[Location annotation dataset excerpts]
━━━

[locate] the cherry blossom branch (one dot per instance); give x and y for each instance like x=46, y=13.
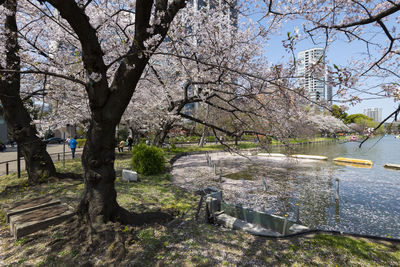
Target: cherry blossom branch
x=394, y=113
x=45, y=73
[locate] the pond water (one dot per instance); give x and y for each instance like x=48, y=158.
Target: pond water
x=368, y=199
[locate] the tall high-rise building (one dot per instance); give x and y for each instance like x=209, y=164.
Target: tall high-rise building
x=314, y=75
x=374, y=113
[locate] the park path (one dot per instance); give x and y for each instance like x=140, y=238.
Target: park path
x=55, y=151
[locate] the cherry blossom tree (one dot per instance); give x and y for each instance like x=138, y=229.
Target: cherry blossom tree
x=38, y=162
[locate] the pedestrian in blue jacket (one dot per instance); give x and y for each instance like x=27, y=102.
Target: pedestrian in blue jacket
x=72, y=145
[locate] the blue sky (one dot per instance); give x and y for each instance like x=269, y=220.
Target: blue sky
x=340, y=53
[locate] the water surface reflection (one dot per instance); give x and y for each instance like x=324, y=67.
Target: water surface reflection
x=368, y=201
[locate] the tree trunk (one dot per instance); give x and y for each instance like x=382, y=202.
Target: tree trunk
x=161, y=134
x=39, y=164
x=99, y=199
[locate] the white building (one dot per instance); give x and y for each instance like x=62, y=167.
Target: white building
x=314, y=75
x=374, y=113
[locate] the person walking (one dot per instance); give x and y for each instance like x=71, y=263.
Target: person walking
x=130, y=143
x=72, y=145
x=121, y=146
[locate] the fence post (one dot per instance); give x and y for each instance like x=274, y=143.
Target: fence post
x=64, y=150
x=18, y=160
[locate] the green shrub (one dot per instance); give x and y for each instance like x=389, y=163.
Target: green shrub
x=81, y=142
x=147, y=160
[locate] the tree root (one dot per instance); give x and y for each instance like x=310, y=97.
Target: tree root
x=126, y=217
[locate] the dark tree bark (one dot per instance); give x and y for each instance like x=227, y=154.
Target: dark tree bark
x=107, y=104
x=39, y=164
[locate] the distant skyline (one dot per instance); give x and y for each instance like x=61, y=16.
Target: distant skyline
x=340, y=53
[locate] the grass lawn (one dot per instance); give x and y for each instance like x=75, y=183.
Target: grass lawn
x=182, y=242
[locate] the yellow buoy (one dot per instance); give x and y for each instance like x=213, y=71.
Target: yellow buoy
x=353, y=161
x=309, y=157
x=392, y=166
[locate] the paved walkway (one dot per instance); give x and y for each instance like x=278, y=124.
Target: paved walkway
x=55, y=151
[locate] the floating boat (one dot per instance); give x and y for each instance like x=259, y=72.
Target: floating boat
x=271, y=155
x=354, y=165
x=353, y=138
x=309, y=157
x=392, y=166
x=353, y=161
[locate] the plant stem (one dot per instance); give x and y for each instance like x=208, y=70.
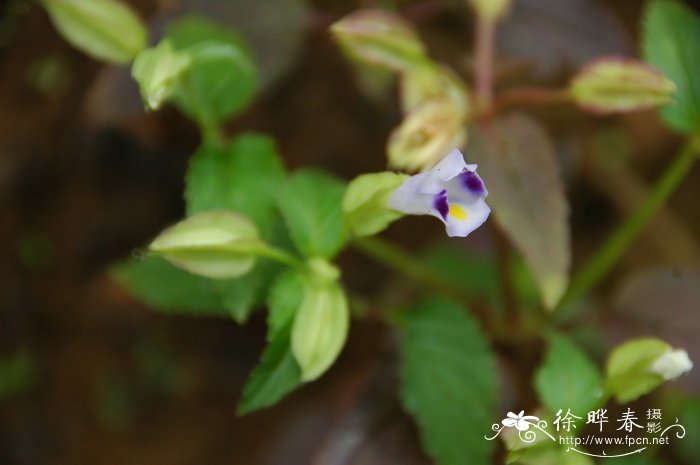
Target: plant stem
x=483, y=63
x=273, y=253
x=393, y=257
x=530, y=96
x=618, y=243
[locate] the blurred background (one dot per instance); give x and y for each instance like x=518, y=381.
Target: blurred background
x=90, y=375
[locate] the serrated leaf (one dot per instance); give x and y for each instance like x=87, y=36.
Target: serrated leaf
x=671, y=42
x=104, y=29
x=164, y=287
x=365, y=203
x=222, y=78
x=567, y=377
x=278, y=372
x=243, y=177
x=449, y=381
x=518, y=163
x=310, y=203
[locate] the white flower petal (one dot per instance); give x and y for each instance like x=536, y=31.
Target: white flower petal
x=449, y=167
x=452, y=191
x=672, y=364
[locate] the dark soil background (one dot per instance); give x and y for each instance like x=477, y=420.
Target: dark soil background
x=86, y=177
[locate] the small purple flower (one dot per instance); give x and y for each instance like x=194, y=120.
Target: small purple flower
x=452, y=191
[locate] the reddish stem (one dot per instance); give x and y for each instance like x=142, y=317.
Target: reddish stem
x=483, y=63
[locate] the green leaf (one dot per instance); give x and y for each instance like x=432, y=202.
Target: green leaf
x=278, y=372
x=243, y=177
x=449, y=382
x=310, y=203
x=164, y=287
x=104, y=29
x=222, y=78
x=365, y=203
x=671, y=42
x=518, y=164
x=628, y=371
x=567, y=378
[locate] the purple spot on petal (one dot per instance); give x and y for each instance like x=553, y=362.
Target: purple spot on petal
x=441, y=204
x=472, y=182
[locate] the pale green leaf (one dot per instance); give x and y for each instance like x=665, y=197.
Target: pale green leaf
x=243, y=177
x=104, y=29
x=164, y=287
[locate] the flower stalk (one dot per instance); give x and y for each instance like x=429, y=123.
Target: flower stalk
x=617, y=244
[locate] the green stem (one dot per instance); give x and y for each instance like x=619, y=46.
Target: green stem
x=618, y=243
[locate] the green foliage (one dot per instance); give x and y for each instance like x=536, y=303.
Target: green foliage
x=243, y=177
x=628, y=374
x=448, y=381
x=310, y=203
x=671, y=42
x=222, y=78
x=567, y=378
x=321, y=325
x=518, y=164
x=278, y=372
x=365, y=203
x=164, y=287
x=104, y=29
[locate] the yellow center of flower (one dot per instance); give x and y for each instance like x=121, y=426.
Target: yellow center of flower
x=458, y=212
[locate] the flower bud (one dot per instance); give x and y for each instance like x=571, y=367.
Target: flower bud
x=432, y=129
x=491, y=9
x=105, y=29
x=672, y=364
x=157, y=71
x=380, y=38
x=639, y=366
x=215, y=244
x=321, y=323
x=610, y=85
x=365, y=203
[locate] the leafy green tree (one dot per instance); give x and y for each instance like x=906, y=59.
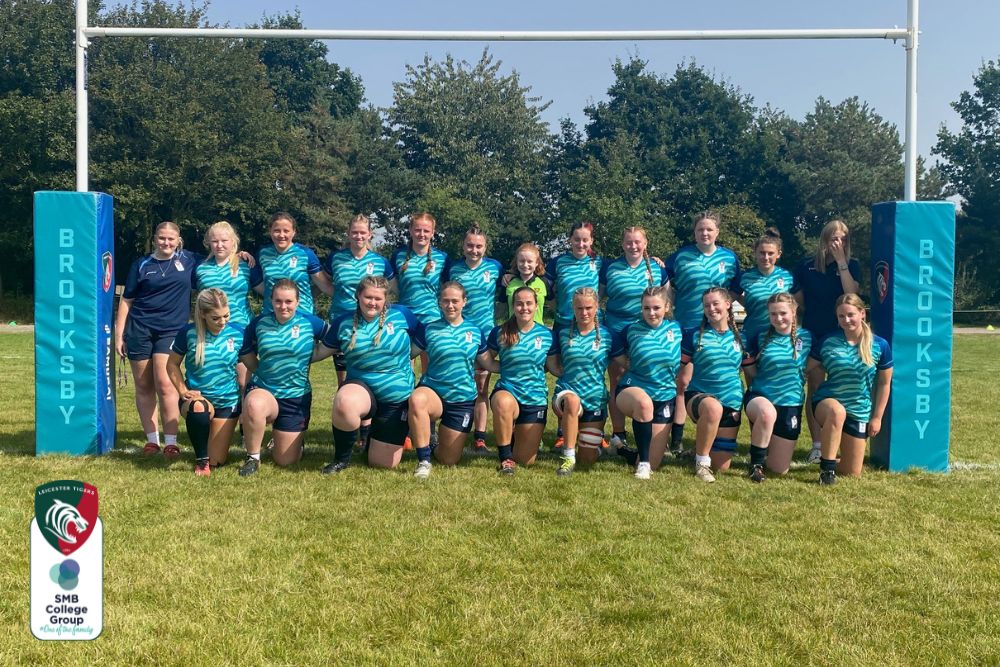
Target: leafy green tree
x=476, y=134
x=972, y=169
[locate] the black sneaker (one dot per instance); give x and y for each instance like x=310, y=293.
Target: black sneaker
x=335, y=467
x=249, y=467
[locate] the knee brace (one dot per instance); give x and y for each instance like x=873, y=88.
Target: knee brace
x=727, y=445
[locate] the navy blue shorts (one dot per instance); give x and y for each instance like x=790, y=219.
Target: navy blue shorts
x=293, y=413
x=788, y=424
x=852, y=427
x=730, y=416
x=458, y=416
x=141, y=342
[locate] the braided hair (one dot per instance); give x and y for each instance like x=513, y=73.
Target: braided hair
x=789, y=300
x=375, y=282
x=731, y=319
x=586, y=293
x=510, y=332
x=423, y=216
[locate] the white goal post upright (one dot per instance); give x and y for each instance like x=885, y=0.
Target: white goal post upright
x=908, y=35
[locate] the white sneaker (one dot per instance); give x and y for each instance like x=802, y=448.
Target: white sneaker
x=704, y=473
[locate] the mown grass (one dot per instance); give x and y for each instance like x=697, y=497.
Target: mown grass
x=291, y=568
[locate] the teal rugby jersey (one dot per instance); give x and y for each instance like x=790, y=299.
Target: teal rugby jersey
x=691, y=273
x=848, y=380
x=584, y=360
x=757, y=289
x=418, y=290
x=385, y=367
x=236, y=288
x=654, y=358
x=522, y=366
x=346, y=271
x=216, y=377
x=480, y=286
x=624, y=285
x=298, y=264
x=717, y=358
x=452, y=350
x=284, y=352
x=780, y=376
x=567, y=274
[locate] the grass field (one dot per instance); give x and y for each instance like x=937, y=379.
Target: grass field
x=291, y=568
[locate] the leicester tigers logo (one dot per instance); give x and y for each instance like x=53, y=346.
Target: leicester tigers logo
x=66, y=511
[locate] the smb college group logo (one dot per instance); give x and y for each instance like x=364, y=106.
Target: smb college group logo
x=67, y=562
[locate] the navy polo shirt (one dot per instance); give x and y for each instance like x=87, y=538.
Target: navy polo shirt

━━━

Generate a word-for-word copy of the preceding records, excluding all pictures.

[locate] the cherry blossom branch (one dot per instance); give x and y for each instance like x=46, y=13.
Target: cherry blossom branch
x=394, y=113
x=45, y=73
[locate] the pond water (one dot per instance); give x and y for each instance like x=48, y=158.
Target: pond water
x=368, y=199
[locate] the tall high-rise building (one dot per instance); give x and y for each instance like x=209, y=164.
Target: tall high-rise building
x=314, y=75
x=374, y=113
[locate] the park path (one dot per instance); give x and y for each instance like x=140, y=238.
Target: park path
x=55, y=151
[locate] the cherry blossom tree (one dot per instance); give x and y for each instance like x=138, y=229.
Target: cherry blossom tree
x=38, y=162
[locate] the pedestrian in blue jacket (one dot per instance); give x and y for each instance like x=27, y=102.
Target: pedestrian in blue jacket
x=72, y=145
[locate] the blue sky (one dot per instance); give x and y for each instance like x=269, y=220.
Target: blue sky
x=340, y=53
[locate] the water surface reflection (one dot per instance); give x and y for each instance like x=324, y=67.
Target: water surface reflection
x=368, y=201
[locate] the tree trunk (one dot per instance); give x and y for each instance like x=382, y=202.
Target: tree trunk
x=161, y=134
x=39, y=164
x=99, y=199
[locate] the white building (one dot per instance); give x and y for each instance like x=62, y=167.
Target: white building
x=314, y=75
x=374, y=113
[locate] the person walking (one dot per instance); give x and y for each instance like x=71, y=263.
Target: person walking
x=130, y=143
x=72, y=145
x=121, y=146
[locate] the fence post (one dot per instance); give x and y for each instance like x=274, y=143.
Target: fence post
x=64, y=150
x=18, y=160
[locate] the green shrub (one dot per instance); give x and y for each instance like x=389, y=163.
Target: green shrub
x=81, y=142
x=147, y=160
[locate] the tree root (one dot per instance); give x and y for each instance like x=310, y=97.
Target: tree root
x=126, y=217
[locate] the dark tree bark (one dot per instance); give x and y for each instance like x=227, y=154.
Target: dark tree bark
x=107, y=104
x=39, y=164
[locate] the distant skyline (one dot per instance); give x and y for each instance like x=61, y=16.
Target: distant skyline
x=340, y=53
[locate] the grass lawn (one dot per instance); give x and y for each instance like x=75, y=183.
Target: grass lawn
x=182, y=242
[locate] the yellow buoy (one dot per instance); give x and y for each instance like x=213, y=71.
Target: yellow buoy
x=353, y=161
x=309, y=157
x=392, y=166
[locate] the paved walkway (one dot per instance); give x and y for each instance like x=278, y=124.
Target: paved walkway
x=55, y=151
[locate] the floating boat (one dot per instance); give x and y for each instance like x=259, y=72.
Target: floating boat
x=271, y=155
x=354, y=165
x=353, y=138
x=309, y=157
x=392, y=166
x=353, y=161
[locate] the plant stem (one dot per instance); give x and y for each instance like x=208, y=70.
Target: plant stem
x=483, y=63
x=273, y=253
x=393, y=257
x=530, y=96
x=618, y=243
[locate] the blurred background (one dot per instance); give x and y for each instance like x=518, y=381.
Target: blurred background
x=90, y=375
[locate] the serrated leaf (one dot per instance); give x and y for each instance like x=87, y=36.
Target: serrated leaf
x=671, y=42
x=104, y=29
x=164, y=287
x=365, y=203
x=222, y=78
x=567, y=377
x=278, y=372
x=243, y=177
x=449, y=381
x=518, y=163
x=310, y=203
[locate] the white flower petal (one dot per instance); give x and y for each instance like x=536, y=31.
Target: white flower petal
x=449, y=167
x=452, y=191
x=672, y=364
[locate] the dark soil background (one dot per instance); give x and y for each instance like x=477, y=420.
Target: dark soil background
x=86, y=177
[locate] the small purple flower (one dot per instance); give x and y for each instance like x=194, y=120.
Target: small purple flower
x=452, y=191
[locate] the reddish stem (one dot per instance); give x and y for each instance like x=142, y=317.
Target: reddish stem
x=483, y=63
[locate] the green leaf (one dot per instance); give x and y for each instance like x=432, y=202.
Target: green leaf
x=278, y=372
x=243, y=177
x=449, y=382
x=310, y=203
x=164, y=287
x=104, y=29
x=222, y=78
x=365, y=203
x=671, y=42
x=518, y=164
x=628, y=371
x=567, y=378
[locate] the purple spot on petal (one dot per instance); give x and y for each instance like x=553, y=362.
Target: purple spot on petal
x=441, y=204
x=472, y=182
[locate] the pale green leaf (one dot per instance); give x and y for each instance like x=665, y=197.
Target: pale green leaf
x=243, y=177
x=104, y=29
x=164, y=287
[locate] the flower stalk (one dot per instance); give x and y for each instance like x=429, y=123.
Target: flower stalk
x=617, y=244
[locate] the green stem (one dot per instance); give x and y for each instance like x=619, y=46.
Target: green stem
x=618, y=243
[locate] the green foliage (one dot per instance); give x and y for each instance like x=536, y=303.
Target: green foliage
x=243, y=177
x=628, y=374
x=448, y=381
x=310, y=203
x=671, y=42
x=222, y=78
x=567, y=378
x=321, y=325
x=518, y=164
x=278, y=372
x=365, y=203
x=164, y=287
x=104, y=29
[locate] the yellow center of flower (one dot per instance); give x and y for each instance like x=121, y=426.
Target: yellow center of flower
x=458, y=212
[locate] the flower bud (one dot per instance); give x and y for each instance like x=571, y=367.
Target: flower bud
x=432, y=129
x=491, y=9
x=105, y=29
x=672, y=364
x=157, y=71
x=380, y=38
x=639, y=366
x=215, y=244
x=321, y=323
x=610, y=85
x=365, y=203
[locate] the leafy green tree (one dot per instance); give x and y for each instance like x=906, y=59.
Target: leafy green tree
x=476, y=134
x=972, y=169
[locate] the black sneaker (one dot per instance); give x and y for each instance like x=310, y=293.
Target: black sneaker
x=335, y=467
x=249, y=467
[locate] the knee brace (one dot per instance); give x and y for each instance like x=873, y=88.
Target: knee brace
x=727, y=445
[locate] the navy blue shorts (one dot per instance); give x and y for each instance like x=790, y=219.
Target: navy blue shorts
x=293, y=413
x=788, y=424
x=852, y=427
x=730, y=416
x=458, y=416
x=141, y=342
[locate] the braided hair (one dot per instance); give x and y for each instance like x=513, y=73.
Target: braided hair
x=789, y=300
x=375, y=282
x=731, y=319
x=586, y=293
x=510, y=332
x=423, y=216
[locate] the white goal post upright (one dot per instance); give x and y for each instance like x=885, y=0.
Target: white goal post upright
x=908, y=35
[locate] the white sneaker (one dot per instance); give x and y for each instance like x=802, y=448.
Target: white sneaker
x=704, y=473
[locate] the mown grass (one dot per instance); give x and y for each instance like x=697, y=497.
Target: mown grass
x=291, y=568
[locate] the teal rugby jersey (one dot per instance); give x and y for each instance like x=790, y=299.
Target: teal rugby jersey
x=691, y=273
x=848, y=380
x=584, y=360
x=757, y=289
x=418, y=290
x=385, y=367
x=236, y=288
x=654, y=358
x=522, y=366
x=346, y=271
x=216, y=377
x=480, y=286
x=624, y=285
x=298, y=264
x=717, y=358
x=452, y=350
x=284, y=352
x=780, y=376
x=567, y=274
[locate] the grass field (one dot per instance); give x and y for each instance like x=937, y=379.
Target: grass field
x=291, y=568
[locate] the leicester tigers logo (one dot per instance); give x and y for each instance like x=53, y=346.
Target: leicester tigers logo
x=66, y=511
[locate] the smb college group logo (one dot per instance); give x and y for each instance like x=364, y=106.
Target: smb college group logo
x=67, y=562
[locate] the navy polo shirt (one dot per instance); give x and y for each instance like x=87, y=538.
Target: navy polo shirt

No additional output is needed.